Stored records »
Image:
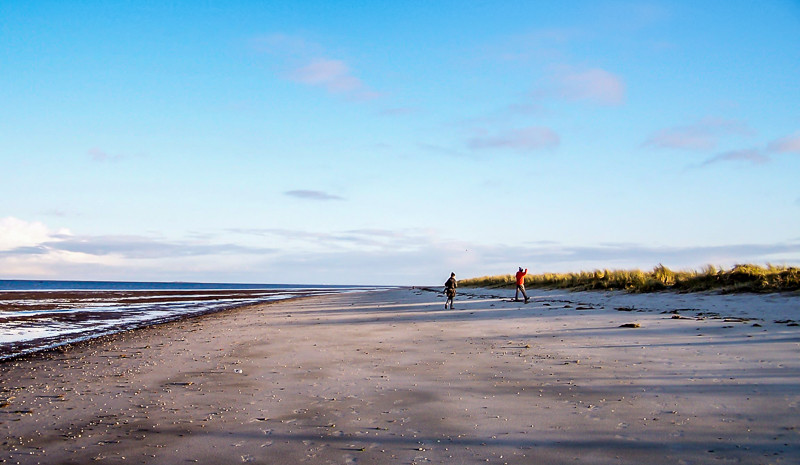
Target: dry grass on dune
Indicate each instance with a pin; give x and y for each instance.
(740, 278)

...

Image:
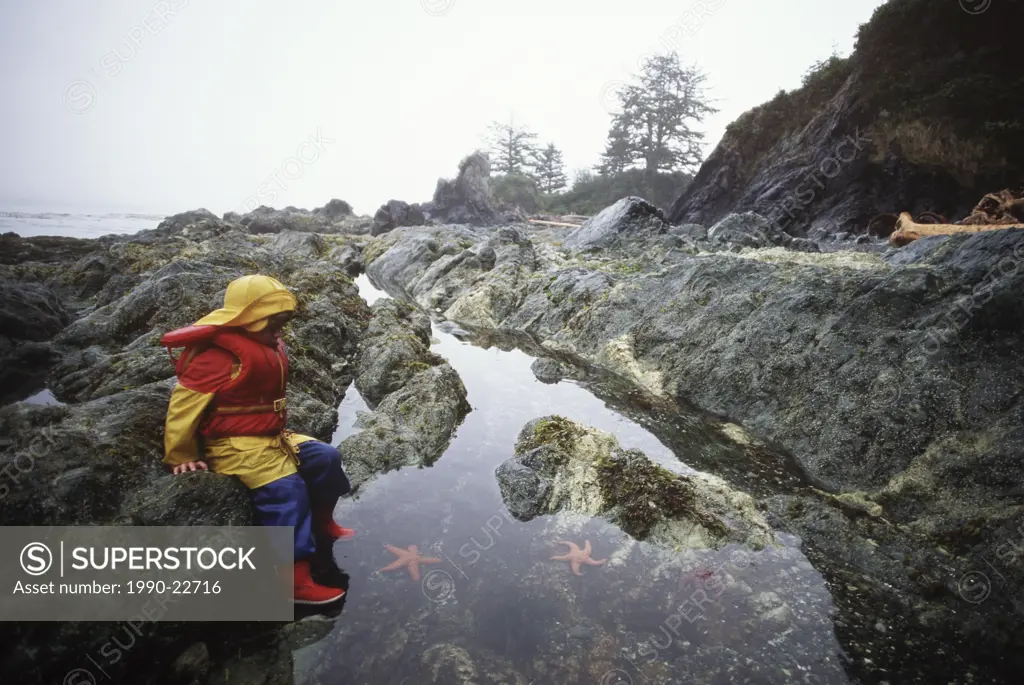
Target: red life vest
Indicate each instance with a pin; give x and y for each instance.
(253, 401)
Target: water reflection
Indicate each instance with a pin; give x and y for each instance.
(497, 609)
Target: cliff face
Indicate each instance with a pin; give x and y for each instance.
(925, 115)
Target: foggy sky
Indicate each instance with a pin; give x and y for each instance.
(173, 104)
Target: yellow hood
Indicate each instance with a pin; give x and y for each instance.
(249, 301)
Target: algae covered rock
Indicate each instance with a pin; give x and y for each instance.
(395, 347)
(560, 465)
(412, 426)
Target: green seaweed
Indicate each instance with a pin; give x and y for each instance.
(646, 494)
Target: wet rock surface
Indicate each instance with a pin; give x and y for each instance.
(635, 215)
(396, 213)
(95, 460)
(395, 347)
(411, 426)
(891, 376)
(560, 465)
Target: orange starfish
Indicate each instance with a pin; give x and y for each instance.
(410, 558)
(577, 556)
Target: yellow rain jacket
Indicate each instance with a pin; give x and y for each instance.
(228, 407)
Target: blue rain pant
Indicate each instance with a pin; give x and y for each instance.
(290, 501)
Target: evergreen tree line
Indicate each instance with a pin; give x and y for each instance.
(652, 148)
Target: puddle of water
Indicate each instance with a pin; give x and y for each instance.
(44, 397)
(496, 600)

---

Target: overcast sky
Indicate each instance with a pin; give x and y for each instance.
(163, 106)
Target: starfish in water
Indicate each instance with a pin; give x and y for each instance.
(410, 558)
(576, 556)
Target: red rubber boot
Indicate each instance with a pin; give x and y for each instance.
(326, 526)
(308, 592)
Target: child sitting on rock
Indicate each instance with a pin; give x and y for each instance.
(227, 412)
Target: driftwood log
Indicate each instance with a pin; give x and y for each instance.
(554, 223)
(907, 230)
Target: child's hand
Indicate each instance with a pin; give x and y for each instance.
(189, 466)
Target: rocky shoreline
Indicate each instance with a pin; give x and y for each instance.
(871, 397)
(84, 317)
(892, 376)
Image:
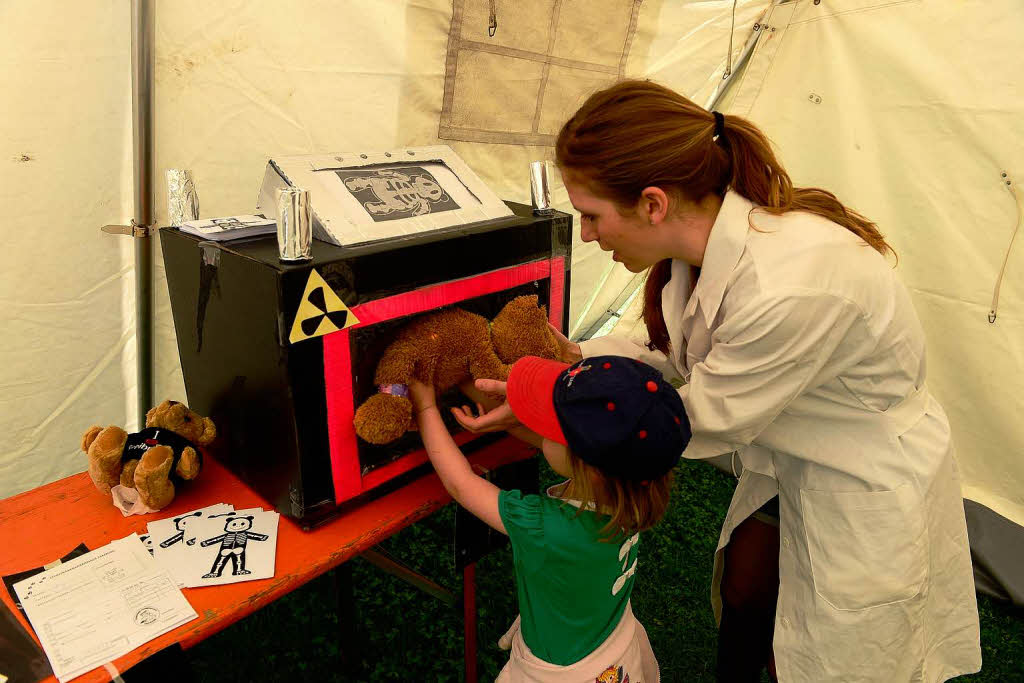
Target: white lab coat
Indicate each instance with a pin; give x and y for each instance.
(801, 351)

Short task » Locate each line of the data above that contains the string "starfish" and copy those lines out. Case counts: only an exact uppercase and lowercase match qualifies.

The reply »
Target: orange starfish
Target: starfish in water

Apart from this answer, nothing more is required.